Items listed in a dataset
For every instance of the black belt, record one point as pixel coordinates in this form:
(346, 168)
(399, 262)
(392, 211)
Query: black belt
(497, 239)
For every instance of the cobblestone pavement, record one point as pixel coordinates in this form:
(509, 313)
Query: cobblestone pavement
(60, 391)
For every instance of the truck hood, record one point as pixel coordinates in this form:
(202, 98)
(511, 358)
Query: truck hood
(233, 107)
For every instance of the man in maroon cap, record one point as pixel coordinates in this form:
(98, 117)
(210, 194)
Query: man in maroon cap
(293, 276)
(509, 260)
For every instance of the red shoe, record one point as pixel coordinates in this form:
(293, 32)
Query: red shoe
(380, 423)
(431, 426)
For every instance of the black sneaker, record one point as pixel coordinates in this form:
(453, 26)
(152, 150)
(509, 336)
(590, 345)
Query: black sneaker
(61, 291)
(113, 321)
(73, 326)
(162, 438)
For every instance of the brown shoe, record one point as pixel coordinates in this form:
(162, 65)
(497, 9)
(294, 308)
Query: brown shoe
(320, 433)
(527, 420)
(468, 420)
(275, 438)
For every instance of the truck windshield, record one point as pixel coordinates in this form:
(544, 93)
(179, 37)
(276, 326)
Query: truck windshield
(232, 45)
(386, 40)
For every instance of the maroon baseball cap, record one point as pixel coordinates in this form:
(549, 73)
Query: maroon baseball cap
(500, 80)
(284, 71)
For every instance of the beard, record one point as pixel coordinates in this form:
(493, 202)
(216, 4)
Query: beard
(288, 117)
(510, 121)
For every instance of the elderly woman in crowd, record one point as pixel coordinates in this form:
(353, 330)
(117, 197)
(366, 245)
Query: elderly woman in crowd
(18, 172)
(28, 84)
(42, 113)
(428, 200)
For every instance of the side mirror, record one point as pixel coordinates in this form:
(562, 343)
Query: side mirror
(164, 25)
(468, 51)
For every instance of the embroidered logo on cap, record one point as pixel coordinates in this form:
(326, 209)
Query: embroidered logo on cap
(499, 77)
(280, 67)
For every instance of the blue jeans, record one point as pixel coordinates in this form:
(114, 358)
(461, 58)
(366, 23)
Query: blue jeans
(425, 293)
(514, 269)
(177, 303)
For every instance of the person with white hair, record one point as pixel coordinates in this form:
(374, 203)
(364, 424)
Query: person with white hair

Task instructions: Print exactly the lines from the one containing "For every instance of the person" through the last line of the records above, both included.

Written response:
For every instance of the person with white hair, record one point as pixel coordinates in this form:
(374, 203)
(364, 424)
Query: person with white hair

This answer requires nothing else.